▶ [Data provided]
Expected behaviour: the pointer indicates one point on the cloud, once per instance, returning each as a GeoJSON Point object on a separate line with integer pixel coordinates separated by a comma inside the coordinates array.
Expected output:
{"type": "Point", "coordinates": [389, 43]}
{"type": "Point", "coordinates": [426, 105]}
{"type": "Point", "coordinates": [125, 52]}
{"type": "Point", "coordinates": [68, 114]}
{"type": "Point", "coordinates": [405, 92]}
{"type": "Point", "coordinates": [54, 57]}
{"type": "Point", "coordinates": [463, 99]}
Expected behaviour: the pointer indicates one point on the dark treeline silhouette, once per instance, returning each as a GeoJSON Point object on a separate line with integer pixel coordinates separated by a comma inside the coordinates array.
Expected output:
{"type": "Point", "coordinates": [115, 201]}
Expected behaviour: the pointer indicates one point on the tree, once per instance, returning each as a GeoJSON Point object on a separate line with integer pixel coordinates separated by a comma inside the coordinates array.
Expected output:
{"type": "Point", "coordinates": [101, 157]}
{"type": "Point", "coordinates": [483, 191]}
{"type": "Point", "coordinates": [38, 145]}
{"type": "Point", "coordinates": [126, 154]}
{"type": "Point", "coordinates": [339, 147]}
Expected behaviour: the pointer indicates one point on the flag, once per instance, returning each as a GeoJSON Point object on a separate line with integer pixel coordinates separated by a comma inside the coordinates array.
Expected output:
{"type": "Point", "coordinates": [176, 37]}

▶ [Work required]
For every line of the listing, produce an identical copy.

▶ [Reply]
Expected behaviour: the pointer indicates one point on the cloud, once per instance, returning each as a GeoJSON Point object on a separate line with integer pixel coordinates separated by a comma inside the coordinates array.
Expected output:
{"type": "Point", "coordinates": [389, 43]}
{"type": "Point", "coordinates": [426, 105]}
{"type": "Point", "coordinates": [125, 52]}
{"type": "Point", "coordinates": [68, 114]}
{"type": "Point", "coordinates": [405, 92]}
{"type": "Point", "coordinates": [54, 57]}
{"type": "Point", "coordinates": [463, 99]}
Expected behaviour: the pointer indicates one point on the dark treeline silhouette, once per instance, returning each as a GeoJSON Point object on a separate line with integer pixel coordinates separated by a comma inside the coordinates array.
Expected output:
{"type": "Point", "coordinates": [115, 201]}
Expected behaviour: the pointer indicates one point on the tree, once per instance, returning each as a GeoJSON Point object on a separate line with integer pixel coordinates separated by a comma inside the coordinates array.
Expected output:
{"type": "Point", "coordinates": [101, 157]}
{"type": "Point", "coordinates": [483, 191]}
{"type": "Point", "coordinates": [38, 145]}
{"type": "Point", "coordinates": [126, 154]}
{"type": "Point", "coordinates": [339, 147]}
Expected behaviour: the pointer indicates one point on the flag, once per instance, returning each as a GeoJSON Point object on a separate line with integer pixel coordinates separated by a comma inside the coordinates array.
Expected output:
{"type": "Point", "coordinates": [176, 37]}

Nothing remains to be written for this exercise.